### The problem
Copy out the items starting with the line that contains "of the yellow" and continuing through the end of the items, requests included. Shift every point coordinate in the answers by adding 37 to it.

*** Supplied records ***

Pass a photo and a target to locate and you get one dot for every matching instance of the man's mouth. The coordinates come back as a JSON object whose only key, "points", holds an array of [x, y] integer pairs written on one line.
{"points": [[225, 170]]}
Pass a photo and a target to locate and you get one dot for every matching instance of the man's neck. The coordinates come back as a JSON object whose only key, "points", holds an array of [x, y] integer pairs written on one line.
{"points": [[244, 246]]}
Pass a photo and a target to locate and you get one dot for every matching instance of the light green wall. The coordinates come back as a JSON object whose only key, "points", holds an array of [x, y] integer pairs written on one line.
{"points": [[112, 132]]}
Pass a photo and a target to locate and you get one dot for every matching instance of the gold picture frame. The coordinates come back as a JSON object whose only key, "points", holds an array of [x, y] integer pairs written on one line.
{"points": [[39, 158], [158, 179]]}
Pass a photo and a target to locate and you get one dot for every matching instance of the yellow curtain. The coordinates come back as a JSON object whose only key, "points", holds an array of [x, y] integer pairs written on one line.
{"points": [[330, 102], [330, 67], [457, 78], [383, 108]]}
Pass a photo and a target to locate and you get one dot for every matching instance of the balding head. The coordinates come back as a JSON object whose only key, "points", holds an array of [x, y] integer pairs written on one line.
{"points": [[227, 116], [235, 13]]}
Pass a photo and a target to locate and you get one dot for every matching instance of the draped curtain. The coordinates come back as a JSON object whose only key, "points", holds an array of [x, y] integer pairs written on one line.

***

### Full answer
Pass a photo and a target to locate and you get one dot for every matching instance of the yellow curtain. The coordinates come back as a JSON object whose only key, "points", holds an array of [x, y] integer pairs written on one line.
{"points": [[367, 139], [367, 104], [494, 115], [420, 145]]}
Pass a photo and a target to locate and you get one dot for every matching instance of the balding head. The coordinates come back as a JSON object whose only key, "points", holds an array of [x, y] integer pairs written on one line.
{"points": [[264, 153], [272, 50]]}
Pass a photo and a target to locate and you get one dot for every matching instance of the draped curtain. The coordinates come back as a JSON object whose only key, "points", holds an array of [x, y] integer pairs written on one line.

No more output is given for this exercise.